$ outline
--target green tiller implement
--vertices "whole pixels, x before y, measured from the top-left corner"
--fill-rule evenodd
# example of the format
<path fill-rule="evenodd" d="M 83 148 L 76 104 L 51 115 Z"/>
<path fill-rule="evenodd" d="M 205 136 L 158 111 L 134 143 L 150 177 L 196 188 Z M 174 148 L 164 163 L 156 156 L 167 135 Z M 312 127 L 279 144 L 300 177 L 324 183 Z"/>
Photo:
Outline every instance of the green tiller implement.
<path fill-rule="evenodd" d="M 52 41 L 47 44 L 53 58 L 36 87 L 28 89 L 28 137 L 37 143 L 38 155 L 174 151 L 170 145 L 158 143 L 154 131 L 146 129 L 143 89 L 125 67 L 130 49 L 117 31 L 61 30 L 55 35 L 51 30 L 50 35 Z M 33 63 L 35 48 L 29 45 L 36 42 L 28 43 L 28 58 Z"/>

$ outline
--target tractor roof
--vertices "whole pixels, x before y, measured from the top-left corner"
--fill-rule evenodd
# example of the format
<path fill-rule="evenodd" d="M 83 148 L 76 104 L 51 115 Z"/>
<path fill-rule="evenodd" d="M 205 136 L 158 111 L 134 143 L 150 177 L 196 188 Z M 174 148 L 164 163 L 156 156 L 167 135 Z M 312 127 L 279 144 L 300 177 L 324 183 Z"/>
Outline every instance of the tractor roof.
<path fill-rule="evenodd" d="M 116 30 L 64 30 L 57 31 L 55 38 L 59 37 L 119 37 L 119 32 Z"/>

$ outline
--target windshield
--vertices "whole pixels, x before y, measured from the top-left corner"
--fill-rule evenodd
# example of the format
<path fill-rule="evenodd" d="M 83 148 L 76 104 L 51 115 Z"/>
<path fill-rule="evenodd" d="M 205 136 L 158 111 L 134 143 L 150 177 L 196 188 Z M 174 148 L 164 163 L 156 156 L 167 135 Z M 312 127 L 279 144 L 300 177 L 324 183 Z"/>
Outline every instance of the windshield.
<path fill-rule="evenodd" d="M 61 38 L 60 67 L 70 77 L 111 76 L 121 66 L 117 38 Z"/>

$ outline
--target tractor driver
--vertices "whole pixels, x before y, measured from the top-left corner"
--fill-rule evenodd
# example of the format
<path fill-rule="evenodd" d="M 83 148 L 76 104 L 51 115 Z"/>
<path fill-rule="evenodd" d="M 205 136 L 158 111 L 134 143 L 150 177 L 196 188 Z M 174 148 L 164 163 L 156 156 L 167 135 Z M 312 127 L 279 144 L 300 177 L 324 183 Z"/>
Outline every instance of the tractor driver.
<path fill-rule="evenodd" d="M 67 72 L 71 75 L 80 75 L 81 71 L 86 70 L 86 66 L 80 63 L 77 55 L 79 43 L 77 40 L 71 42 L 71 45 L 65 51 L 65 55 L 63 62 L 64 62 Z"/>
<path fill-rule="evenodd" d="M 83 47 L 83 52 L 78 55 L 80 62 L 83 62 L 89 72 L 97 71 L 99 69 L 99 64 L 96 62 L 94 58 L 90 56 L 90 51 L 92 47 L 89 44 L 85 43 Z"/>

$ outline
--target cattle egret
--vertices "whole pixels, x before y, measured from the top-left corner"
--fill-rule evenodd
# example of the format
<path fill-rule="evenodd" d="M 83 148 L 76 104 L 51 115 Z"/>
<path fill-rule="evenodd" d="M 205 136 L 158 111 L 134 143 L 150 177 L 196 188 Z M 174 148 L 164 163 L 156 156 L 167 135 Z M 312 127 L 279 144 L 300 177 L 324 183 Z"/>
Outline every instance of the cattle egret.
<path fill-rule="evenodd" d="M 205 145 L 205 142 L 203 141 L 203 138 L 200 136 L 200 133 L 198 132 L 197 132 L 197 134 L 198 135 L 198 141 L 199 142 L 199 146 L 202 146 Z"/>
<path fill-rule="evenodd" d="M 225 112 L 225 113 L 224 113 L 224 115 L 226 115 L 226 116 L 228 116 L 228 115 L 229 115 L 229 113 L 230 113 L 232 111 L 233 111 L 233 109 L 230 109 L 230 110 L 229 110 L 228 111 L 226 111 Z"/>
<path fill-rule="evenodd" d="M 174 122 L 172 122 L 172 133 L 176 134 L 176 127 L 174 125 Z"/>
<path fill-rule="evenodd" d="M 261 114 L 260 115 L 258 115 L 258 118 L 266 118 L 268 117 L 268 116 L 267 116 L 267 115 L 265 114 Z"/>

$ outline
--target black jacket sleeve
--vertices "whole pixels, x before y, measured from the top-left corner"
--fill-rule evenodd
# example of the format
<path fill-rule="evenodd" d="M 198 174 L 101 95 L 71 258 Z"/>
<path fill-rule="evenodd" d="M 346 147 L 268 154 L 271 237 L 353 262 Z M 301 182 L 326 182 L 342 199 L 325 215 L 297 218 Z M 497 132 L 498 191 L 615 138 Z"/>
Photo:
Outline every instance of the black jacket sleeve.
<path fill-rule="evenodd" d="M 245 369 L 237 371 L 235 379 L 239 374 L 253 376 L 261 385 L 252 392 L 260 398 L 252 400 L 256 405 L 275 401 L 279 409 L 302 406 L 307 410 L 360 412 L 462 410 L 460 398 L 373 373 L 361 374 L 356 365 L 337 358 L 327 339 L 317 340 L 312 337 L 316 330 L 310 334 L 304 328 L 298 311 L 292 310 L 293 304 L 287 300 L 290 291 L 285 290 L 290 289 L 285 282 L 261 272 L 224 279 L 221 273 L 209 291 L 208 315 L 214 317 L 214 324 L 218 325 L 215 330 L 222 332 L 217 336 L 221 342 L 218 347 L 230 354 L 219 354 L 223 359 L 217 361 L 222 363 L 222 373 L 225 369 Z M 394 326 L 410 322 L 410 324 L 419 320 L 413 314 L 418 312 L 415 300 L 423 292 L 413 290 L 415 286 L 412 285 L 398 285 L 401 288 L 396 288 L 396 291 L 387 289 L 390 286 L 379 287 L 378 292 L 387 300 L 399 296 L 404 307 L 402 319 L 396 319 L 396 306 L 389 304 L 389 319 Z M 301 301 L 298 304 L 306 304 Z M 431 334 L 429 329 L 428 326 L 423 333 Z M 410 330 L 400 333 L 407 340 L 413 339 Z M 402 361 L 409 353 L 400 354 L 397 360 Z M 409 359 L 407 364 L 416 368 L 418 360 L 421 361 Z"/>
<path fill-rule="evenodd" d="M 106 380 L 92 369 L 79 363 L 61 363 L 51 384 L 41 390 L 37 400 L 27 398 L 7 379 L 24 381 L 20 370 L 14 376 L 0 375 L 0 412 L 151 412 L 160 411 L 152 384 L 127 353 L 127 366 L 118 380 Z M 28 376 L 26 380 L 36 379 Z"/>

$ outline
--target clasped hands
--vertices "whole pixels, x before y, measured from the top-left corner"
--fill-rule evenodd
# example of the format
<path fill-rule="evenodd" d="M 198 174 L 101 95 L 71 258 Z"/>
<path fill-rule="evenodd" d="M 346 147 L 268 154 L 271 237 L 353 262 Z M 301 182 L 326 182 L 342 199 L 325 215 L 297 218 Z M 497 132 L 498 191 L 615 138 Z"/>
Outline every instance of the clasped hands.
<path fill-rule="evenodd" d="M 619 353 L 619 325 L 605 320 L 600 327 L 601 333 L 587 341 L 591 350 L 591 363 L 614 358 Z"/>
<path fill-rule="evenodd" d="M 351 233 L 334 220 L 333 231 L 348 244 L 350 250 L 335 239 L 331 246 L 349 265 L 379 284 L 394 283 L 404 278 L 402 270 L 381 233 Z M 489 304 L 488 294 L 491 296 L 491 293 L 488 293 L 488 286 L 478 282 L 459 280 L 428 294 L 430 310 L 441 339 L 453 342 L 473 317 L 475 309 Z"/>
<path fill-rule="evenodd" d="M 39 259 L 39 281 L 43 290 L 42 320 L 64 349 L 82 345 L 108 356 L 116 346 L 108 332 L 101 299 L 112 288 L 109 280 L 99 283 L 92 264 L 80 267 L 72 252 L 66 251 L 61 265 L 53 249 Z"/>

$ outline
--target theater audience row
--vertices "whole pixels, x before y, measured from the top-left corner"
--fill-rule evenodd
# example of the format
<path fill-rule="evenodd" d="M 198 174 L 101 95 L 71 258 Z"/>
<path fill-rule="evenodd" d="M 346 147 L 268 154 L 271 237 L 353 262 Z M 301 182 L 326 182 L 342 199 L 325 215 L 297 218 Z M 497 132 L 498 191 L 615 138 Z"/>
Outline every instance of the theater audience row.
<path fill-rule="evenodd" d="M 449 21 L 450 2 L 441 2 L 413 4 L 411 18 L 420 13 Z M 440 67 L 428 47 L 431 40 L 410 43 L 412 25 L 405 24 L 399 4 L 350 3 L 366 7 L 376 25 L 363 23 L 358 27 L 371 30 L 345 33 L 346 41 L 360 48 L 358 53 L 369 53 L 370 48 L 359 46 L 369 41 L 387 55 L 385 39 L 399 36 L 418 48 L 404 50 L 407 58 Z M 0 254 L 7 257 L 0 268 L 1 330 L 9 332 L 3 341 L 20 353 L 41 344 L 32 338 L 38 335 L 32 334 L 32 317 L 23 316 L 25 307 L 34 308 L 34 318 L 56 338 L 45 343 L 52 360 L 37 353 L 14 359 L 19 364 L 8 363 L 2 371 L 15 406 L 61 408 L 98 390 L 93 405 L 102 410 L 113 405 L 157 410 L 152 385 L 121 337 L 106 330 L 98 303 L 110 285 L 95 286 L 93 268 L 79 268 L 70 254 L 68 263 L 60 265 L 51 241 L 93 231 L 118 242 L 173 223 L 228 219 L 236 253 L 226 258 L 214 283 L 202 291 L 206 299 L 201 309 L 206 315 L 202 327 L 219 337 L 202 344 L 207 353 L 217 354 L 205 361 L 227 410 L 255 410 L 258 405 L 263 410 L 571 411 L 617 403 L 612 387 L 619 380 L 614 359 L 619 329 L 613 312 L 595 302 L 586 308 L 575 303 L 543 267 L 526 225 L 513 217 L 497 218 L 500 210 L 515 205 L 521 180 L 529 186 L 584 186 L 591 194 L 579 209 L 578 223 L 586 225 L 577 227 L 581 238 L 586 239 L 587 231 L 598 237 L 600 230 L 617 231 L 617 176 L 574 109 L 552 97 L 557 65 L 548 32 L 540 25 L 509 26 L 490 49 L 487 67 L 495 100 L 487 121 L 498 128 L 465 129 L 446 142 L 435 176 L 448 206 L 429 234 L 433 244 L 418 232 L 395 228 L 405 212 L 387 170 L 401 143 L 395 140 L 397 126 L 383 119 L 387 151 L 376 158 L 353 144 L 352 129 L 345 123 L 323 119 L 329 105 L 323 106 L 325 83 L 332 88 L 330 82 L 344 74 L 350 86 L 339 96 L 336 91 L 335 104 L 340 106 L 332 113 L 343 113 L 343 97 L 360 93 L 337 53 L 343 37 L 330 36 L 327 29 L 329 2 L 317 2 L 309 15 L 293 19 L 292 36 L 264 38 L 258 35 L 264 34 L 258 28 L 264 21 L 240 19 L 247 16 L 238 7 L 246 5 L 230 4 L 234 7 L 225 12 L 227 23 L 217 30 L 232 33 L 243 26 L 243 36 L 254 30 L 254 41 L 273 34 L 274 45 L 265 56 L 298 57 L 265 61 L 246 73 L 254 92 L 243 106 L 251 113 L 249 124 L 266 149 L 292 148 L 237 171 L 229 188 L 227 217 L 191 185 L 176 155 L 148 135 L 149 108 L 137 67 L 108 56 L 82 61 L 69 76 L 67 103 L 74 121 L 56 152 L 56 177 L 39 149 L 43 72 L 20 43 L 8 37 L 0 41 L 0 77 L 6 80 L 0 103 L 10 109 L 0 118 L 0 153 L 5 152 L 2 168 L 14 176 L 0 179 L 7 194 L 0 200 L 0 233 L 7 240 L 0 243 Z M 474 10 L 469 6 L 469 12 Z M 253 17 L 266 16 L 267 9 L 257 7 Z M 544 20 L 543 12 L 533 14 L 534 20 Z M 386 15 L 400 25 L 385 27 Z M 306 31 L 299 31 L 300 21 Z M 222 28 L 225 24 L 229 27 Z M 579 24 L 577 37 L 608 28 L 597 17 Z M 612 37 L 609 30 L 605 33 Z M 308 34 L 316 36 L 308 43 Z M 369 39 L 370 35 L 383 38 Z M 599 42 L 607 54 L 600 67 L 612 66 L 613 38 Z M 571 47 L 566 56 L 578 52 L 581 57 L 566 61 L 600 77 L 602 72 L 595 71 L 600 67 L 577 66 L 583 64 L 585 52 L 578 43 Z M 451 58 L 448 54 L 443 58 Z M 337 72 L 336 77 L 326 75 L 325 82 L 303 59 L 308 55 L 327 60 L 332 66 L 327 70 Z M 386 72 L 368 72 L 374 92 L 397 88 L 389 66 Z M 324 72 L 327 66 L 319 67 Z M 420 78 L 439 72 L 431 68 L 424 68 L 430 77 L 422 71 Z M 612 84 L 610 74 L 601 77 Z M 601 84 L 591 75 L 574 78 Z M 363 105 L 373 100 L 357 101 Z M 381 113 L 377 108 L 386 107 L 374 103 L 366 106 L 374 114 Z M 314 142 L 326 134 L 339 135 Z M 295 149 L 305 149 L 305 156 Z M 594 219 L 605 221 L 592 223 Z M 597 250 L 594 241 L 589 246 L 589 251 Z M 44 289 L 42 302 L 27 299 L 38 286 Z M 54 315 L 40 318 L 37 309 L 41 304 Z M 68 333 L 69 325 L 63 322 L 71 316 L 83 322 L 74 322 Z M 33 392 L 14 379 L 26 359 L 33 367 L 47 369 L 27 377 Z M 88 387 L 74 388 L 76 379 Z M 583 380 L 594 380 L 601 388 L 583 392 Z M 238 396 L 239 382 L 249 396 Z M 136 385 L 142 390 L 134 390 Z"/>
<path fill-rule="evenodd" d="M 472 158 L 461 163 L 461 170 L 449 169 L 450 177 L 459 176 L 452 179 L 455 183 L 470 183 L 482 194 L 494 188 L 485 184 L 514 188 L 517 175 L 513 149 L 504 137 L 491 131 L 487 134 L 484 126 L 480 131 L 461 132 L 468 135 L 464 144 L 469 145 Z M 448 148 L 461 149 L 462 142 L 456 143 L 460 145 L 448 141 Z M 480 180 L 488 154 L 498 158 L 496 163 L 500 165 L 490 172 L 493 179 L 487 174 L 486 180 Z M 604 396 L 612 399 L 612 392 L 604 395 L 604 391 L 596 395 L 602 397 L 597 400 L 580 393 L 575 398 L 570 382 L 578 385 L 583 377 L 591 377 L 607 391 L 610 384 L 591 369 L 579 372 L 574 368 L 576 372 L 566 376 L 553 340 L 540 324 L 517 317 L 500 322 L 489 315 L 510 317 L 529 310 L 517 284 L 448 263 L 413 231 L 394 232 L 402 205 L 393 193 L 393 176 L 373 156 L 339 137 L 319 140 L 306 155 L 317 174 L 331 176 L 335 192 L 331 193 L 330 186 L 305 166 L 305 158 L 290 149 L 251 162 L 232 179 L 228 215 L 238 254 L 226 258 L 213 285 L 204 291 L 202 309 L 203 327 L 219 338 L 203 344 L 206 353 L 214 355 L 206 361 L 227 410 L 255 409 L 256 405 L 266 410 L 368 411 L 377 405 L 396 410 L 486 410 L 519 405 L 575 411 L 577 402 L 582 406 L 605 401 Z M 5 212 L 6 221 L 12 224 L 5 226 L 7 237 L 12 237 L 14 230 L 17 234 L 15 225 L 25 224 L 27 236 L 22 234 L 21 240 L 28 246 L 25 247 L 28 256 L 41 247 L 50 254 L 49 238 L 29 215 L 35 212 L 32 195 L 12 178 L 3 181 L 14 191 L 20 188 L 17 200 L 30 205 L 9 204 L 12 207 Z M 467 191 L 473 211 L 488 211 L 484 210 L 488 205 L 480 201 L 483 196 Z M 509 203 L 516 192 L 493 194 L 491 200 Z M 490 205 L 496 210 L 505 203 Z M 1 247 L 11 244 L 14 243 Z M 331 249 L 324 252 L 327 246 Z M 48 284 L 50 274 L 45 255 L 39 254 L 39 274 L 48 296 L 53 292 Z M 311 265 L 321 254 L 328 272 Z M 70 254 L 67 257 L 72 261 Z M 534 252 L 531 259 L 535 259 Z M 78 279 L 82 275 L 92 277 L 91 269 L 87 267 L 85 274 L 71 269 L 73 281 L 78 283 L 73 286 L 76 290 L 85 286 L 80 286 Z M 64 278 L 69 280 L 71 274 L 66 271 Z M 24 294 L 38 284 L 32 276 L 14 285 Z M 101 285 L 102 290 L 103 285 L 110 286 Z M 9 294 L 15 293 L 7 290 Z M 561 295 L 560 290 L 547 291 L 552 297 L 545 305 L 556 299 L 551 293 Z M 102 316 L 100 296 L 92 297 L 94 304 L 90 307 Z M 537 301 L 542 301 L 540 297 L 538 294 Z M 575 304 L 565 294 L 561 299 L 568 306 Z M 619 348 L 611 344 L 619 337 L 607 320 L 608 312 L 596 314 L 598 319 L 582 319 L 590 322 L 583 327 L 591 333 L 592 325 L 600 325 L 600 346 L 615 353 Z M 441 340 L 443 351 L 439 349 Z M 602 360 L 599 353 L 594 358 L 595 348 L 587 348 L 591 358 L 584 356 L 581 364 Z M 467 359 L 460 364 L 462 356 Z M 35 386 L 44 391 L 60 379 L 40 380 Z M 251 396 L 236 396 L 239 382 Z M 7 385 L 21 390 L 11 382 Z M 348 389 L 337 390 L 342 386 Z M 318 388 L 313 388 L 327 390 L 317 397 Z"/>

• • • • •

#### What you will do:
Please count how many lines of the rows above contain the string "roof", matching case exactly, and reply with only that number.

#### Expected answer:
2